Source data
____________________

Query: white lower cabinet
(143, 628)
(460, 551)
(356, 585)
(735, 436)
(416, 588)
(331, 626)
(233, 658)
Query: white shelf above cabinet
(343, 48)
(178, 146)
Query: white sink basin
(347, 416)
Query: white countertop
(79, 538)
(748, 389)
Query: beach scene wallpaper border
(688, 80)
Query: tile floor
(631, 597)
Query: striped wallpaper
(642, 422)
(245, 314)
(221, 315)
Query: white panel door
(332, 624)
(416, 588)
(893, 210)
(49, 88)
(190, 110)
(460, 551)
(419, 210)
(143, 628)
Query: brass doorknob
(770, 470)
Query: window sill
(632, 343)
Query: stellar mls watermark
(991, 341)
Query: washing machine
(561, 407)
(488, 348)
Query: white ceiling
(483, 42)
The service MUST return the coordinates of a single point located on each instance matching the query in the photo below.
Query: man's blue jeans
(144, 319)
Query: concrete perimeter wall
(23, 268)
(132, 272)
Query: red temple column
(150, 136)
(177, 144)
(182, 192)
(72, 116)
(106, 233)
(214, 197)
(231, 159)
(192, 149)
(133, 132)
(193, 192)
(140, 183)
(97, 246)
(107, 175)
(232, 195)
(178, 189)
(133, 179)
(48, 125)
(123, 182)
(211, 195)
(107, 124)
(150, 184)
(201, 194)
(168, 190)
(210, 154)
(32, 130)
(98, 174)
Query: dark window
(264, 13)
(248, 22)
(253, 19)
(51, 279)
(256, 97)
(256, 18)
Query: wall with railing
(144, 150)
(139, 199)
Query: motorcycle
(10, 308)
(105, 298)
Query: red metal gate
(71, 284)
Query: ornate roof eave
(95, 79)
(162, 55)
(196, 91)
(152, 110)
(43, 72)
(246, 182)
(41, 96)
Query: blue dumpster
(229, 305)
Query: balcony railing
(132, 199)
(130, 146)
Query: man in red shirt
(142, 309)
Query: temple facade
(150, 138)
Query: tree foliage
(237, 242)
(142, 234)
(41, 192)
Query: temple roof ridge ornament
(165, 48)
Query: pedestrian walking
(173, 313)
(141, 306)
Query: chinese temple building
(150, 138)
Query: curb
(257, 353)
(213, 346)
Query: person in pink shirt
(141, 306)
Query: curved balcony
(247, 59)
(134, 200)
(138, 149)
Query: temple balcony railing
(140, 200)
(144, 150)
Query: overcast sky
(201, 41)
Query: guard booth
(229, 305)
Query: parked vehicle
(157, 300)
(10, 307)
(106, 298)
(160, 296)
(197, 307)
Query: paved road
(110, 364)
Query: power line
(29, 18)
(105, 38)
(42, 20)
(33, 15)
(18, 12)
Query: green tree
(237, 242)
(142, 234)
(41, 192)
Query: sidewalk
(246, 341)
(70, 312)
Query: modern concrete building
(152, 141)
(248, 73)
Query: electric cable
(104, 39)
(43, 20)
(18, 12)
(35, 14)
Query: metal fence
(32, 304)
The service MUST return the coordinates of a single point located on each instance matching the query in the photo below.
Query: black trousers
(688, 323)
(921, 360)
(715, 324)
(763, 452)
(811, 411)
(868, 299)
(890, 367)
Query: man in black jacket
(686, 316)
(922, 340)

____________________

Within the records above, the line carrying "Query: temple balcony railing" starts the range and the last line ends it. Set down that range exactly.

Query: temple balcony railing
(140, 200)
(144, 150)
Query: overcast sky
(201, 41)
Query: guard booth
(229, 305)
Query: parked vehicle
(157, 300)
(10, 307)
(106, 298)
(160, 296)
(197, 307)
Query: paved road
(110, 364)
Query: power line
(29, 18)
(105, 38)
(42, 20)
(33, 15)
(18, 12)
Query: green tree
(237, 242)
(142, 234)
(41, 192)
Query: sidewalk
(246, 341)
(70, 312)
Query: modern concrete building
(152, 141)
(248, 73)
Query: electric cable
(104, 39)
(43, 20)
(18, 12)
(35, 14)
Query: metal fence
(32, 304)
The service MUST return the coordinates of a single point located on each instance matching the query in the photo below.
Query: black trousers
(688, 323)
(921, 360)
(715, 324)
(763, 452)
(811, 411)
(868, 299)
(890, 367)
Query: man in black jacket
(686, 316)
(922, 340)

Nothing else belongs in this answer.